> _Ações a tomar_:
a - No trecho sobre o Pinheirinho, com que constatação o defensor público Jairo Salvador encerra seu depoimento?
b - Reproduza do trecho sobre o Pinheirinho tudo o que vai de "Além disso, liminar" até "está disponível aqui).", sem alterar nada.
c - Prossiga o trecho sobre o Pinheirinho a partir de onde ele termina.

> _Trecho apresentado_:
◇ ◇ ◇ ◇ ◇ ◇ ◇
Além disso, liminar da justiça federal
entregue ao comandante da operação no dia do início da reintegração de
posse, em tese, paralisaria a ação da PM. No YouTube há um vídeo que
traz o depoimento do defensor público Jairo Salvador, que atuou no caso,
durante uma audiência pública ocorrida na Assembleia Legislativa do
Estado de São Paulo (ALESP). Ele explica como uma ordem judicial foi
ignorada por um servidor público e termina com uma constatação pueril,
mas, talvez por isso mesmo, precisa: no Brasil, a lei é o dinheiro (o
vídeo está disponível aqui).
Muitos interessados no terreno e o povão
se fudeu. Simples assim. Mas tem mais. A área conhecida como
Pinheirinho é, provavelmente, fruto de grilagem. Ou seja: suspeita-se
que a posse atribuída a Nahas é tão ilegal quanto uma nota de três
reais.
◇ ◇ ◇ ◇ ◇ ◇ ◇
> _Material fornecido_:

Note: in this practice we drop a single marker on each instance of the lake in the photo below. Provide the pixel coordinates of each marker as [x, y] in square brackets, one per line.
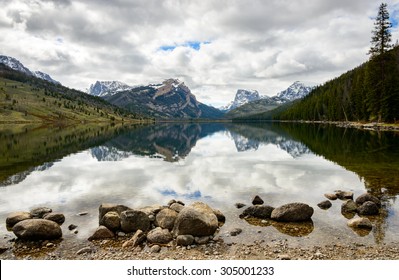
◇ ◇ ◇ ◇ ◇ ◇ ◇
> _Conjunto de respostas_:
a - Que, no Brasil, a lei é o dinheiro.

b -
Além disso, liminar da justiça federal
entregue ao comandante da operação no dia do início da reintegração de
posse, em tese, paralisaria a ação da PM. No YouTube há um vídeo que
traz o depoimento do defensor público Jairo Salvador, que atuou no caso,
durante uma audiência pública ocorrida na Assembleia Legislativa do
Estado de São Paulo (ALESP). Ele explica como uma ordem judicial foi
ignorada por um servidor público e termina com uma constatação pueril,
mas, talvez por isso mesmo, precisa: no Brasil, a lei é o dinheiro (o
vídeo está disponível aqui).

c -
Tive
um professor na Faculdade Cásper Líbero, quando cursei jornalismo na
mesma, que se chama Edson Flosi. Ele é jornalista e advogado. Recordo de
uma reportagem de sua autoria, que ele apresentou em aula. Era sobre o
assassinato de um casal de alemães ocorrido em 1969. Eles moravam em uma
fazenda na região do munícipio de São José dos Campos.
Como o casal não tinha herdeiros, o
terreno, com a morte dos dois, em tese, tornou-se propriedade do Estado.
A fazenda, anos mais tarde, transformou-se em uma área que hoje engloba
o local conhecido como Pinheirinho. A área, que deveria ser do Estado,
ou seja, pública, sabe-se lá como, foi parar nas mãos de um sabichão de
origem libanesa que eu me recuso a repetir o nome.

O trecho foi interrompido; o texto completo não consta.